___ Фрагмент текста

Властелины моря - страница 5

стр.

Вопреки распространенному заблуждению гребцы на этих боевых судах вовсе не были рабами, прикованными к веслам цепями. Начало этой популярной легенде положил в своем романе «Бен Гур» Лью Уоллес, а новое дыхание она получила с публикацией «Самого замечательного в мире рассказа» Редьярда Киплинга, в центре которого стоит галерный раб древности, возродившийся в облике лондонского клерка. Ну и уж едва ли не бессмертие обрел этот миф в тысячах карикатур. Подобно рогам на шлемах викингов, это заблуждение в какой-то момент зажило собственной жизнью. Иное дело, что образ изможденного полуобнаженного галерного раба возник не в античной Греции, но в средневековой и ренессансной Европе, а точнее – в моряцкой среде арабов и турок времен Оттоманской империи. Ведя родословную «битников» от рабского труда античных гребцов, Джек Керуак в своем романе «Ангелы тоски» поэтически убедителен, но историческую правду он нарушает:

«Ритм везде. Ритм. Все, что нужно выдерживать, это ритм. Ритм сердцебиения. Это как ритм, в котором покачивается мир и какой в древних цивилизациях выдерживали гребцы-невольники на галерах».

______
___ Фрагмент набора данных

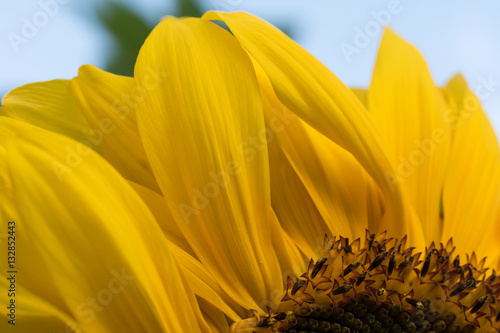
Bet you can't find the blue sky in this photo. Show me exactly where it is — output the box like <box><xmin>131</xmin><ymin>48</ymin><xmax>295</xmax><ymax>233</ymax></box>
<box><xmin>0</xmin><ymin>0</ymin><xmax>500</xmax><ymax>133</ymax></box>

______

Ваша цель: Опираясь на текст о галерных гребцах, объясните, почему Джек Керуак в романе «Ангелы тоски» нарушает историческую правду. Уложитесь в одно–три предложения.

Ответ на задание: Керуак выводит родословную «битников» от рабского труда античных гребцов, хотя гребцы на этих боевых судах вовсе не были рабами, прикованными к веслам цепями. Образ изможденного галерного раба возник не в античной Греции, а в средневековой и ренессансной Европе, в моряцкой среде арабов и турок времен Оттоманской империи.